┌─ Excerpt provided

Columbians Ahead of Their Time
 Georgia O'Keeffe
Georgia O'Keeffe "I decided that if I could paint that flower in a huge scale, you could not ignore its beauty."

Georgia O'Keeffe (1887–1986)
Artist
Teachers College 1914–15

The American artist Georgia O'Keeffe is best known for her large-scale paintings of flowers as well as for the use of color in depicting the vistas and objects of the American Southwest. She first drew attention as a member of the avant-garde movement in New York, rejecting the imitative realism of the 1910s in favor of abstract charcoal drawings, and by the mid-1920s had begun experimenting with the oversized images that would gain her even wider notice. Over the years O'Keefe's career was tirelessly promoted by the photographer and art impresario Alfred Stieglitz, who became her lover in 1918 and her husband in 1924. Stieglitz exhibited O'Keeffe's early work in his New York gallery, and in later years organized annual shows that drew thousands of visitors. In 1943 the Art Institute of Chicago mounted a retrospective of O'Keeffe's work, and in 1946 she was the subject of the first solo exhibition ever given a woman at New York's Museum of Modern Art. O'Keeffe spent part of each year in New Mexico from 1929 on and relocated to the Santa Fe area permanently in 1949, a few years after Stieglitz's death. There she continued to pursue her signature themes until vision problems forced her to give up the paintbrush in the early 1970s.

└─
┌─ Recorded data

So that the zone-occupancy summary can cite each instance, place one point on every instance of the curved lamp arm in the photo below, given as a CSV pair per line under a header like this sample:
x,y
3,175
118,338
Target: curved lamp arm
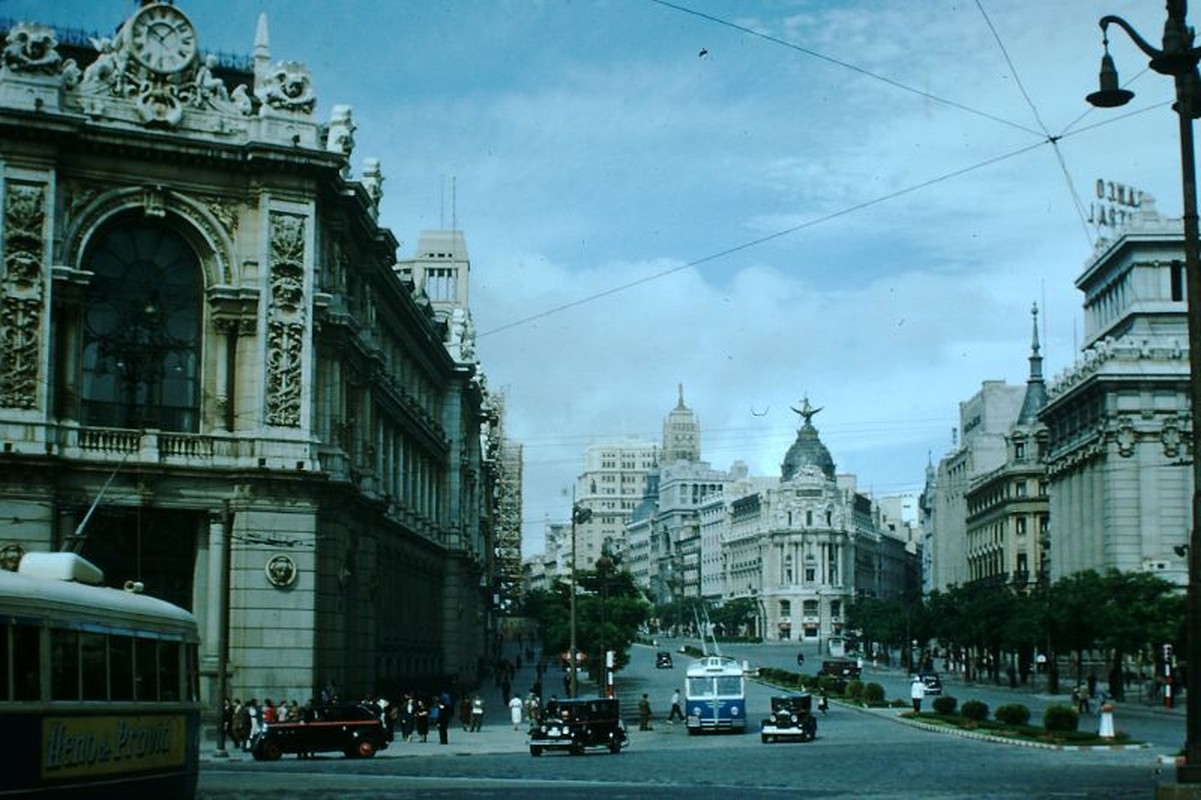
x,y
1143,45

└─

-- Exercise task 1 --
In the profile of Georgia O'Keeffe, what year did she move permanently to the Santa Fe area?
-- Exercise task 2 --
Rewrite the lines of the entry above as a numbered list, skipping blank lines and leaving out the picture.

-- Finished answer 1 --
1949

-- Finished answer 2 --
1. So that the zone-occupancy summary can cite each instance, place one point on every instance of the curved lamp arm in the photo below, given as a CSV pair per line under a header like this sample:
2. x,y
3. 3,175
4. 118,338
5. Target: curved lamp arm
6. x,y
7. 1143,45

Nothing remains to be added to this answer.